EXERCISE DESCRIPTION:
Recast each line of the data below as a Markdown table with two columns, Row and Text, where Row numbers the lines in order. Leave out any blank lines.

---------- DATA PROVIDED ----------

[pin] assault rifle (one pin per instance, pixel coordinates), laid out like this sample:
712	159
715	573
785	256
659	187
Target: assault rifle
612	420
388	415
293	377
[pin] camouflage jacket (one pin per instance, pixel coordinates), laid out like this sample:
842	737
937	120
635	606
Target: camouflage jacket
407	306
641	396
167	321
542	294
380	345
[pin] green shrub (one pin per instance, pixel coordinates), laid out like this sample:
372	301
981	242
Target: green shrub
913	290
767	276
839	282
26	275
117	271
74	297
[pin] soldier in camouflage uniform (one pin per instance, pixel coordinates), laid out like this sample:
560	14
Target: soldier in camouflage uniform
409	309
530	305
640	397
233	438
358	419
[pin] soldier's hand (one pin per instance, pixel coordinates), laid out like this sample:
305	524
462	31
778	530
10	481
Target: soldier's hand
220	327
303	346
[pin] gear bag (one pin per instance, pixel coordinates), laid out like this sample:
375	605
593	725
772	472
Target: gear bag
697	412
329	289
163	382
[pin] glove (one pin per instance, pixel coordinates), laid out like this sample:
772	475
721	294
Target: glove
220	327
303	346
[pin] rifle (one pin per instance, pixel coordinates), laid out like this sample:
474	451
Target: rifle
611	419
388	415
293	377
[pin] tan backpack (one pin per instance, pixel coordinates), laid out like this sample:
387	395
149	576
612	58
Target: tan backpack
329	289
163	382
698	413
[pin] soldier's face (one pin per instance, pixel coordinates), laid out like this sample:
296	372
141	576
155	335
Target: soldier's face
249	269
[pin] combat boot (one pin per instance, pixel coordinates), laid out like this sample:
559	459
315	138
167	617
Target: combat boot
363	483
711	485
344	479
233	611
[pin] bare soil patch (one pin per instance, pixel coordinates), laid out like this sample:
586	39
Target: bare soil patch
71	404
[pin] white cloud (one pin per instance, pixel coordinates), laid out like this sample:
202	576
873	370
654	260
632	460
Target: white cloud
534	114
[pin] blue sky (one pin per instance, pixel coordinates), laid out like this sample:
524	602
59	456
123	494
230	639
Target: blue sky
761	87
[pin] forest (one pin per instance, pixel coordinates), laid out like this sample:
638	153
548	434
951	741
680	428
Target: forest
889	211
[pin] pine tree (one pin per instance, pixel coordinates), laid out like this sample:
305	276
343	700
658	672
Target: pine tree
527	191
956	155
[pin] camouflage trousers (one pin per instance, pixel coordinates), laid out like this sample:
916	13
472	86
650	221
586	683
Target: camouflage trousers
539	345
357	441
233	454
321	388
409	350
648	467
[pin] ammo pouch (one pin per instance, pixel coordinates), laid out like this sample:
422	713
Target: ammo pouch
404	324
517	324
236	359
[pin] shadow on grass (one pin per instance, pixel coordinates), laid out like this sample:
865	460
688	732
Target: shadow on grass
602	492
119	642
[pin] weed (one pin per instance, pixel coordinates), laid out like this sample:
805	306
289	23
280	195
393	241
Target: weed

----------

ANSWER TO THE EXERCISE:
| Row | Text |
|---|---|
| 1 | [pin] assault rifle (one pin per instance, pixel coordinates), laid out like this sample: |
| 2 | 712	159 |
| 3 | 715	573 |
| 4 | 785	256 |
| 5 | 659	187 |
| 6 | Target: assault rifle |
| 7 | 612	420 |
| 8 | 388	415 |
| 9 | 293	377 |
| 10 | [pin] camouflage jacket (one pin per instance, pixel coordinates), laid out like this sample: |
| 11 | 842	737 |
| 12 | 937	120 |
| 13 | 635	606 |
| 14 | Target: camouflage jacket |
| 15 | 407	306 |
| 16 | 641	396 |
| 17 | 167	321 |
| 18 | 542	294 |
| 19 | 380	345 |
| 20 | [pin] green shrub (one pin per instance, pixel coordinates), laid out like this sample: |
| 21 | 372	301 |
| 22 | 981	242 |
| 23 | Target: green shrub |
| 24 | 913	290 |
| 25 | 767	276 |
| 26 | 839	282 |
| 27 | 26	275 |
| 28 | 117	271 |
| 29 | 74	297 |
| 30 | [pin] soldier in camouflage uniform (one pin per instance, pixel coordinates), laid out like this sample: |
| 31 | 560	14 |
| 32 | Target: soldier in camouflage uniform |
| 33 | 409	309 |
| 34 | 530	305 |
| 35 | 640	397 |
| 36 | 233	438 |
| 37 | 358	419 |
| 38 | [pin] soldier's hand (one pin per instance, pixel coordinates), laid out like this sample: |
| 39 | 305	524 |
| 40 | 462	31 |
| 41 | 778	530 |
| 42 | 10	481 |
| 43 | Target: soldier's hand |
| 44 | 220	327 |
| 45 | 303	346 |
| 46 | [pin] gear bag (one pin per instance, pixel coordinates), laid out like this sample: |
| 47 | 375	605 |
| 48 | 593	725 |
| 49 | 772	472 |
| 50 | Target: gear bag |
| 51 | 697	412 |
| 52 | 329	289 |
| 53 | 163	382 |
| 54 | [pin] glove (one pin per instance, pixel coordinates), laid out like this sample: |
| 55 | 772	475 |
| 56 | 721	294 |
| 57 | Target: glove |
| 58 | 220	327 |
| 59 | 303	346 |
| 60 | [pin] rifle (one pin per instance, pixel coordinates), laid out like this sample: |
| 61 | 474	451 |
| 62 | Target: rifle |
| 63 | 611	419 |
| 64 | 388	415 |
| 65 | 293	377 |
| 66 | [pin] tan backpack (one pin per instance, pixel coordinates), laid out like this sample: |
| 67 | 387	395 |
| 68 | 149	576 |
| 69 | 612	58 |
| 70 | Target: tan backpack |
| 71 | 329	289 |
| 72 | 163	382 |
| 73 | 698	413 |
| 74 | [pin] soldier's face (one pin per instance, pixel coordinates), laid out like this sample: |
| 75 | 296	372 |
| 76 | 141	576 |
| 77 | 155	335 |
| 78 | Target: soldier's face |
| 79 | 249	269 |
| 80 | [pin] combat boot (one pin per instance, pixel coordinates), laid out like this sample: |
| 81 | 559	459 |
| 82 | 315	138 |
| 83 | 167	617 |
| 84 | Target: combat boot |
| 85 | 363	483 |
| 86 | 711	485 |
| 87 | 344	479 |
| 88 | 233	611 |
| 89 | [pin] bare soil patch (one pin per instance, pixel coordinates), laid out like this sample: |
| 90 | 586	39 |
| 91 | Target: bare soil patch |
| 92 | 71	404 |
| 93 | [pin] white cloud (one pin per instance, pixel coordinates), laid out like this sample: |
| 94 | 202	576 |
| 95 | 873	370 |
| 96 | 654	260 |
| 97 | 632	460 |
| 98 | Target: white cloud |
| 99 | 534	114 |
| 100 | [pin] blue sky (one pin per instance, pixel coordinates), laid out like this sample: |
| 101 | 524	602 |
| 102 | 59	456 |
| 103 | 123	494 |
| 104 | 230	639 |
| 105 | Target: blue sky |
| 106 | 761	87 |
| 107 | [pin] forest (one pin per instance, pixel coordinates), laid out like this sample: |
| 108 | 638	153 |
| 109 | 548	434 |
| 110 | 951	741 |
| 111 | 680	428 |
| 112 | Target: forest |
| 113 | 889	211 |
| 114 | [pin] pine tree (one pin per instance, pixel coordinates), laid out like this sample: |
| 115 | 305	276 |
| 116 | 343	700 |
| 117 | 658	672 |
| 118 | Target: pine tree |
| 119 | 527	191 |
| 120 | 956	155 |
| 121 | [pin] camouflage trousers (one pin per instance, pixel coordinates), laid out like this sample: |
| 122 | 916	13 |
| 123 | 472	86 |
| 124 | 650	221 |
| 125 | 586	683 |
| 126 | Target: camouflage trousers |
| 127 | 539	345 |
| 128 | 357	441 |
| 129 | 233	454 |
| 130 | 321	388 |
| 131 | 409	350 |
| 132 | 648	467 |
| 133 | [pin] ammo pouch (one pin per instance, pixel coordinates), laid out like this sample: |
| 134 | 422	713 |
| 135 | Target: ammo pouch |
| 136 | 404	324 |
| 137 | 517	324 |
| 138 | 236	359 |
| 139 | [pin] shadow on grass (one pin per instance, pixel coordinates), laid out like this sample: |
| 140 | 865	460 |
| 141 | 688	732 |
| 142 | Target: shadow on grass |
| 143 | 602	492 |
| 144 | 119	642 |
| 145 | [pin] weed (one pin per instance, pixel coordinates), laid out like this sample: |
| 146 | 805	306 |
| 147 | 289	23 |
| 148 | 280	195 |
| 149 | 393	241 |
| 150 | Target: weed |